■ **Extract**

## begin

In other words, readers will be less likely to listen to what you have to say if your writing is without care and precision. It’s a fairly lengthy essay, so I’ll boil it down a bit.
There are seven, overlapping, sins that frequently occur in writing; these errors are seen in technical writing more than elsewhere, but can be applied to just about anything you are writing from fiction to stereo instructions. One should be aware, when proof reading that these errors occur in groups rather than on an individual basis.
The following list outlines the details of these Sins:
“Sin 1: Indifference.” This is the use of “shortcuts of expression, elliptical diction, sloppy organization, brining up points and letting them hang unresolved, improper or inadequate labeling of graphic material, and the like.” Through your apathy, you’ve shown the reader “an attitude of disrespect: Caveat lector – let the reader beware.” You can avoid this sin by taking the time to be clear and concise.

## end

■ **Objectives**
a. Gather every line of the entries below that contains the word "face".
b. Continue the essay on the seven sins of writing from where it stops.
The entries are unrelated to the essay on the seven sins of writing.

■ **Given entries**
## begin

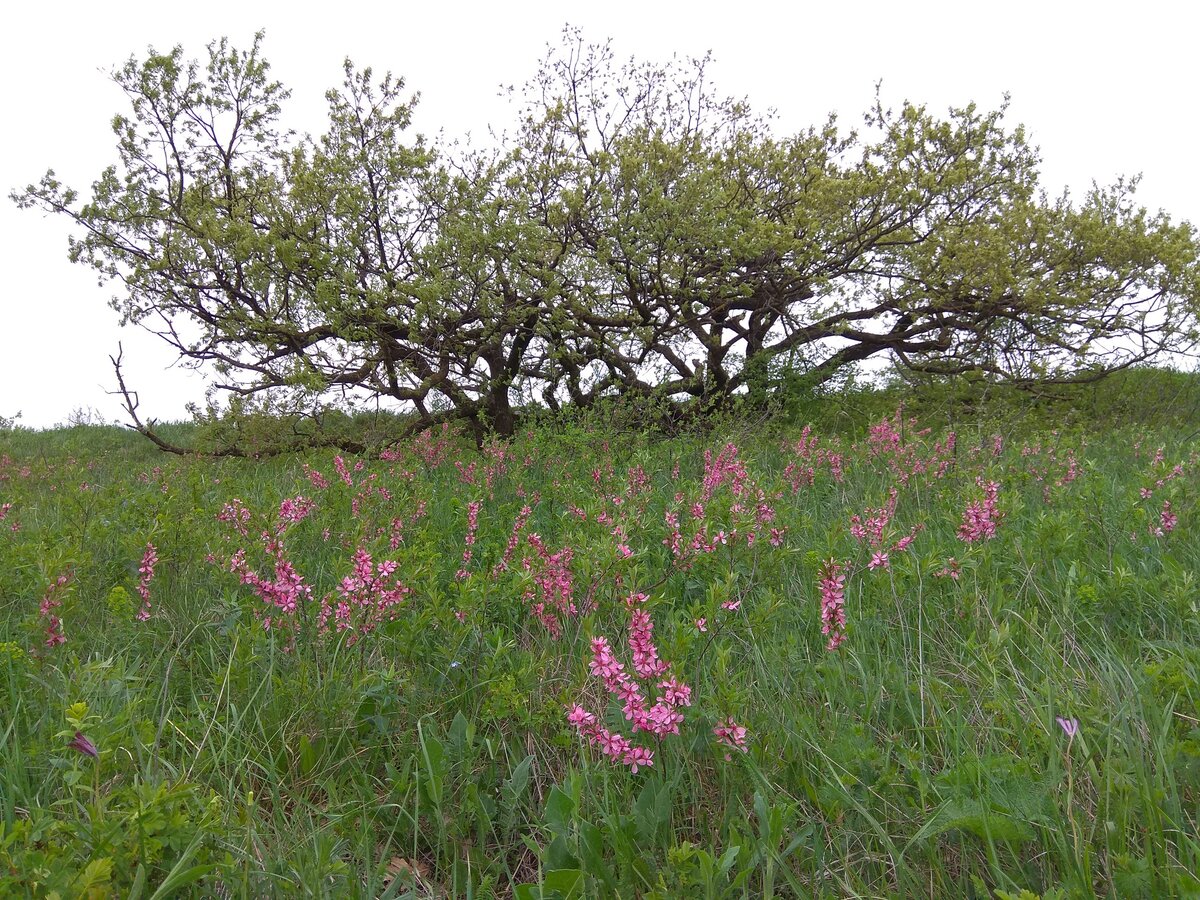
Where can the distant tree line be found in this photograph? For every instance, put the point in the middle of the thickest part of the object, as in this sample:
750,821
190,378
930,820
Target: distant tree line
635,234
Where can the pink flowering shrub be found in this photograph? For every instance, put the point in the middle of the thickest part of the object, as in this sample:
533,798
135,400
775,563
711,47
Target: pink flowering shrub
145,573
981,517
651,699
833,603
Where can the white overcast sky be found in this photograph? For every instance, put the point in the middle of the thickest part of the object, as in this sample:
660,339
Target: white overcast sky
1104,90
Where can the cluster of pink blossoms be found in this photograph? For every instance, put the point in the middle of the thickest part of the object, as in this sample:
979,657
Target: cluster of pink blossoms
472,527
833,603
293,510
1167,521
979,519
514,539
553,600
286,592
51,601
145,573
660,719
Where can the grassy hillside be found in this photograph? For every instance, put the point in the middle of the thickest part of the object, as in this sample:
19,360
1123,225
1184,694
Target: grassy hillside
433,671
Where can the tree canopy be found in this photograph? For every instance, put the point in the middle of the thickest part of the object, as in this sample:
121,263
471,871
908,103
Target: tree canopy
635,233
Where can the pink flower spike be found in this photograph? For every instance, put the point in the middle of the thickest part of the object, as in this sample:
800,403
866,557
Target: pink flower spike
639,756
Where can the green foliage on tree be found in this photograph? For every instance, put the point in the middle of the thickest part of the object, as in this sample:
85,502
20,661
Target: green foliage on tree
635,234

## end
## begin

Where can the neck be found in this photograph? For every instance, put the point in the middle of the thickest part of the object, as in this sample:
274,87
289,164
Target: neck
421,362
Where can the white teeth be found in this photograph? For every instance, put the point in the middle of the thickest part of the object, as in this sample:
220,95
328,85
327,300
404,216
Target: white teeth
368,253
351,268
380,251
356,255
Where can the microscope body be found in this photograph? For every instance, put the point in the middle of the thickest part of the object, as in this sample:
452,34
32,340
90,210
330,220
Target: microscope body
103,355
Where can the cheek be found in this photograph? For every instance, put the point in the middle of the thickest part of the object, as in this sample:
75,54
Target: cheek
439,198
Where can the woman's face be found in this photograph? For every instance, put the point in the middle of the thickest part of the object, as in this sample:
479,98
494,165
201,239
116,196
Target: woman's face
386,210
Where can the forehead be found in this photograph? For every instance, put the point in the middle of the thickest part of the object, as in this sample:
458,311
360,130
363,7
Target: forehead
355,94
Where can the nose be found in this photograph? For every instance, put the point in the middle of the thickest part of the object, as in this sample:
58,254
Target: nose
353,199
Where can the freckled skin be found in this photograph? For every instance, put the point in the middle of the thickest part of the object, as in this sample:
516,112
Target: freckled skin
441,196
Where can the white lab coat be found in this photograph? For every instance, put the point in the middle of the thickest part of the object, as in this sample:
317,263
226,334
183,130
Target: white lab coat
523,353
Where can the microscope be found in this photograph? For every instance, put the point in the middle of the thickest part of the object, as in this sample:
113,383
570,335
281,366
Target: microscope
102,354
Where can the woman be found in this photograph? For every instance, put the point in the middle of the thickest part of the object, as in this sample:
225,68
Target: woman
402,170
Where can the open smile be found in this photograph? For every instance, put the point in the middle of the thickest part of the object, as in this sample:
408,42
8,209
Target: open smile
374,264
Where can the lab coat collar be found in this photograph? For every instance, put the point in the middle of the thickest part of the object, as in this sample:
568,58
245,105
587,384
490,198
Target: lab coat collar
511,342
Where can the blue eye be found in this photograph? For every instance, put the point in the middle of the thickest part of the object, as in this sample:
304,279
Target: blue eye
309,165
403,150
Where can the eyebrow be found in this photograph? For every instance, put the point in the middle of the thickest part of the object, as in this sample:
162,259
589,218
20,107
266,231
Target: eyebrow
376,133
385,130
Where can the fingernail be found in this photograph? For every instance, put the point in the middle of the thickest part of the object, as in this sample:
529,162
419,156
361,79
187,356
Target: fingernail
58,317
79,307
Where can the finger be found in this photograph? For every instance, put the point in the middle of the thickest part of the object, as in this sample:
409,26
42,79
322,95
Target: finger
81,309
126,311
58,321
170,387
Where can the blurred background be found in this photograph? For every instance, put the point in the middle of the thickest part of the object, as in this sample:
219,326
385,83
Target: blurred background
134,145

## end

■ **Results of the tasks**
a.
Where can the woman's face be found in this photograph? For every instance, put the point in the middle of the thickest part of the object, as in this sample:
Target: woman's face

b.
“Sin 2: Fuzziness.” Fuzziness of communication is the use of “vague words, meaningless words” or using the “wrong words” all together. “The reader uses his own experience to supply the meaning in such writing.” In order to avoid this sin: “use concrete, specific words and phrases whenever you can, and use only those words whose meaning you are sure of.”
“Sin 3: Emptiness.” This “is the use of jargon and big words, pretentious ones, where perfectly appropriate and acceptable small words are available.”
“Sin 4: Wordiness.” “Sin 4 is an extension of sin 3.” This is the use of “more words than necessary to do the job.” To avoid committing these sins, simply reverse the mechanism: say what you have to in the fewest and clearest words possible.
“Sin 5: Bad Habits.” This is “use of pat phrases, awkward expressions, confusing sentence structure, that have, unfortunately, become second nature.”
“Sin 6: Deadly Passive.” This is the use of the passive that “takes the life out of writing, making everything impersonal, eternal, remote and dead.” Writers will often use this sin as a way to make “their subject seem weightier, and their accomplishment more impressive.”
“Sin 7: Mechanical Errors.” This sin is “the easiest one to recognize, the easiest one to deal with quantitatively, so to speak, and the easiest one to resist. These are dangling participles and other types of poorly placed modifiers, and ambiguous references amongst others.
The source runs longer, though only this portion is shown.